(Point localization data)
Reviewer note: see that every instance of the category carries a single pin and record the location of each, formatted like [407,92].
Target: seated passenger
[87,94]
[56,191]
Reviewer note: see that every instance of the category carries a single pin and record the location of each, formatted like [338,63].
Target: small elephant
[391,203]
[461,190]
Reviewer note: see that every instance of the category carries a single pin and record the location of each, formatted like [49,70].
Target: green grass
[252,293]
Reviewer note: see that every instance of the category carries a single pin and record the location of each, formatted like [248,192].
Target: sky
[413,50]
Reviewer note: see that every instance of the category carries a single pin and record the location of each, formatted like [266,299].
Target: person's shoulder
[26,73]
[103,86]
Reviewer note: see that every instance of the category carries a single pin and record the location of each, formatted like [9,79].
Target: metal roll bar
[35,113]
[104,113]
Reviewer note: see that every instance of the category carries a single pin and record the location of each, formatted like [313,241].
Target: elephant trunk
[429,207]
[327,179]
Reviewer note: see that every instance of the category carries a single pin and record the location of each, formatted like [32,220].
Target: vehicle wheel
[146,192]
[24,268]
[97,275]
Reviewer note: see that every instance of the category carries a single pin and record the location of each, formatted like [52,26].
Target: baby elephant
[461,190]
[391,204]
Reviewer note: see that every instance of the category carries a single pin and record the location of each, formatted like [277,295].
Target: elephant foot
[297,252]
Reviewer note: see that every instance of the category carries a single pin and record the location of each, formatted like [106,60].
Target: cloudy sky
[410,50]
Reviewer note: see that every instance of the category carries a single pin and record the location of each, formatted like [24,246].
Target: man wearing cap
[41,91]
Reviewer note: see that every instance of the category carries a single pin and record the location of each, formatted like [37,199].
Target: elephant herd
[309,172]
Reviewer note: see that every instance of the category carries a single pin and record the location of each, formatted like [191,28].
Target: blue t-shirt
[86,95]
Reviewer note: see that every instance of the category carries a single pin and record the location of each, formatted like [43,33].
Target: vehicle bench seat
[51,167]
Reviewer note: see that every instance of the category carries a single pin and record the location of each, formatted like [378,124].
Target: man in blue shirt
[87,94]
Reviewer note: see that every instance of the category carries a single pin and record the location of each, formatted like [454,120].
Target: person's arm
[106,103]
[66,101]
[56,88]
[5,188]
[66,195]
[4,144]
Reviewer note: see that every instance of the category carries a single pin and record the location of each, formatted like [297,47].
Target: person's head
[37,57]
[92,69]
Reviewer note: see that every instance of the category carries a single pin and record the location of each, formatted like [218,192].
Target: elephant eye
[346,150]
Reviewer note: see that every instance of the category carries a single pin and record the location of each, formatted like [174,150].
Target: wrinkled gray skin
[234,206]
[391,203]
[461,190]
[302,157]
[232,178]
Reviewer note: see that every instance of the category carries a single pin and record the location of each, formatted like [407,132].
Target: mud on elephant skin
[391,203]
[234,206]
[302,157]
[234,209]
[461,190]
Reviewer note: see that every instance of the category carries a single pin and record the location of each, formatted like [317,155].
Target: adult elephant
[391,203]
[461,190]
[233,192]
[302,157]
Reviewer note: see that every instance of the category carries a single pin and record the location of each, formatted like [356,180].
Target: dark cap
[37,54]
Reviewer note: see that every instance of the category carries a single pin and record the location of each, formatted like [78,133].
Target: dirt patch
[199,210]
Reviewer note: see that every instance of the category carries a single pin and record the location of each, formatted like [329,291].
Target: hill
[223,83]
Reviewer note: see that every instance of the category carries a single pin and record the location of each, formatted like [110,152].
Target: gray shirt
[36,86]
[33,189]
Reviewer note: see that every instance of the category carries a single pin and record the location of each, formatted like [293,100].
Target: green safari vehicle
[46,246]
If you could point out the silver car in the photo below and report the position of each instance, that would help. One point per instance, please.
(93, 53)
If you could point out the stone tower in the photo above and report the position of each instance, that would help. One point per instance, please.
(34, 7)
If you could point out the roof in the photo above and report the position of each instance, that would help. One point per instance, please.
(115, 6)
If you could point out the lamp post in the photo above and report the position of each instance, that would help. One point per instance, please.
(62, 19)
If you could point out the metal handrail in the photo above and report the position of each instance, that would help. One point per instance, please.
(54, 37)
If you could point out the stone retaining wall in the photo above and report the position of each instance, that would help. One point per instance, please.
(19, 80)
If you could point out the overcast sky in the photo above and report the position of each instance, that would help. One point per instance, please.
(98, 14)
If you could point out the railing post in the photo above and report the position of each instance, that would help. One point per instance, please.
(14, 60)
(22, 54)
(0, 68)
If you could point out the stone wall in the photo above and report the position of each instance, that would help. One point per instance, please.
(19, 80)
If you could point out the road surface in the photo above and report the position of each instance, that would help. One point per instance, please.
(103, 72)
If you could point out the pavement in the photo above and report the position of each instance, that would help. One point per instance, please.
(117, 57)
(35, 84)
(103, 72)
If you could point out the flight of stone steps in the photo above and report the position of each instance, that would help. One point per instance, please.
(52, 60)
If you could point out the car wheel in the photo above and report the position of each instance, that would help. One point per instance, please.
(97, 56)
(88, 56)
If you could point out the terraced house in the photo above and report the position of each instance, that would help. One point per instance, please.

:: Task details ::
Reproduce the records above exactly as they appear.

:: Result for this task ::
Reviewer note: see that every instance of the category carries a single pin and record the location of each, formatted like [407,92].
Target: seated passenger
[87,94]
[56,191]
Reviewer note: see that every instance of the category carries a single pin and record the location of each, formatted like [338,63].
Target: small elephant
[391,203]
[461,190]
Reviewer note: see that every instance of the category carries a single pin and record the location of each, formatted like [49,70].
Target: green grass
[252,293]
Reviewer note: see that every instance of the category carries a single pin and record the location of each, formatted like [248,192].
Target: sky
[413,50]
Reviewer note: see that every instance of the category carries a single pin and record the location of each, formatted like [266,299].
Target: person's shoulder
[26,73]
[103,86]
Reviewer note: see that every instance of the category carries a single pin and record the location of each, formatted like [9,79].
Target: metal roll bar
[35,113]
[104,113]
Reviewer note: see that every instance of the category carries a single pin and record the location of each, formatted like [313,241].
Target: elephant trunk
[429,207]
[327,179]
Reviewer note: see that every instance of the category carries a single pin and record the location of each, formatted like [32,220].
Target: vehicle wheel
[146,192]
[24,268]
[97,275]
Reviewer note: see that every instance of the category carries a single pin and record the location of each, formatted like [52,26].
Target: baby elephant
[461,190]
[391,204]
Reviewer note: see that every instance of the category carries a single pin and record the location of each, formatted like [277,295].
Target: elephant foot
[297,252]
Reviewer note: see that every instance of the category carries a single pin and record the location of each, formatted like [106,60].
Target: cloudy sky
[410,50]
Reviewer note: see that every instance of the category carries a single pin and record the location of each, formatted like [24,246].
Target: man wearing cap
[41,91]
Reviewer note: see that every instance of the category carries a single pin and record the location of each, formatted like [37,199].
Target: elephant herd
[309,172]
Reviewer note: see that every instance of the category carries a single pin and record the location of each, formatted like [191,28].
Target: blue t-shirt
[86,95]
Reviewer note: see that every instance of the category carries a single pin and record the location of each, formatted like [43,33].
Target: vehicle bench seat
[51,167]
Reviewer note: see that every instance of the category carries a single pin and record the location of each, formatted like [378,124].
Target: man in blue shirt
[87,94]
Reviewer note: see that every instance of the category carries a single pin and record the location of each, formatted like [454,120].
Target: person's arm
[106,103]
[66,101]
[56,88]
[5,188]
[66,195]
[4,144]
Reviewer note: see that every instance of the category carries a single pin and record the location of each, formatted like [297,47].
Target: person's head
[37,57]
[92,69]
Reviewer note: see that every instance of the category carries a single pin and record the location of each, formatted like [218,192].
Target: elephant eye
[346,150]
Reviewer note: see that every instance of the category carries a single pin and record the location of each, formatted like [174,150].
Target: wrinkled gray skin
[234,206]
[391,203]
[461,190]
[302,157]
[232,178]
Reviewer note: see that every instance of the category carries a single pin and record the location of each, formatted like [407,132].
Target: mud on elephant skin
[391,203]
[234,206]
[302,157]
[234,209]
[461,190]
Reviewer note: see that every instance of the category carries a single pin and record the location of each, formatted like [317,155].
Target: adult elephant
[391,203]
[461,190]
[233,192]
[302,157]
Reviewer note: see that every instance of the category carries a single pin and record the location of each, formatted like [356,180].
Target: dark cap
[37,54]
Reviewer note: see that every instance of the category carries a single pin and record the location of each, formatted like [78,133].
Target: dirt patch
[199,210]
Reviewer note: see that every instance of the category carries a single pin and record the location of each, formatted like [329,291].
Target: hill
[223,83]
Reviewer note: see that every instance of the category carries a single pin and record the location of each, formatted like [110,152].
Target: gray shirt
[36,86]
[33,189]
Reviewer note: see that every instance of the category carries a single pin and record the location of each, formatted like [293,100].
Target: green safari vehicle
[46,246]
If you could point out the silver car in the photo below and report the position of each instance, that would help. One point per instance, please.
(93, 53)
If you could point out the stone tower in the photo above and report the position of each instance, that would help. One point per instance, please.
(34, 7)
If you could point out the roof in the photo above and report the position of each instance, that would help. One point per instance, please.
(115, 6)
If you could point out the lamp post in the photo above and report the position of each instance, that would help. One point per instance, please.
(62, 19)
If you could point out the metal handrail in the photo above and report the position of each instance, that would help. One point per instance, please.
(54, 37)
If you could point out the stone retaining wall in the photo above and report the position of each instance, that would help. One point per instance, please.
(19, 80)
If you could point out the overcast sky in the photo above and report the position of each instance, that would help. One point per instance, please.
(98, 14)
If you could point out the railing post in the photo above and report the position of each instance, that would help. One point per instance, please.
(14, 60)
(22, 54)
(0, 68)
If you could point out the stone wall in the photo above and report the position of each instance, that would help. One point per instance, please.
(19, 80)
If you could point out the road surface in the photo above and report the position of each instance, that would help. One point per instance, please.
(103, 72)
If you could point out the pavement in the photo above and report the position of each instance, that would help. One point per instance, please.
(117, 57)
(35, 84)
(103, 72)
If you could point out the flight of stone steps in the photo above and report the position of each instance, that would help. One point per instance, please.
(52, 60)
If you could point out the car wheel in the photo above and report the position of each instance, that would help. One point per instance, please.
(97, 56)
(88, 56)
If you could point out the terraced house in the photo above and report the position of each instance, that would help. One point per instance, please.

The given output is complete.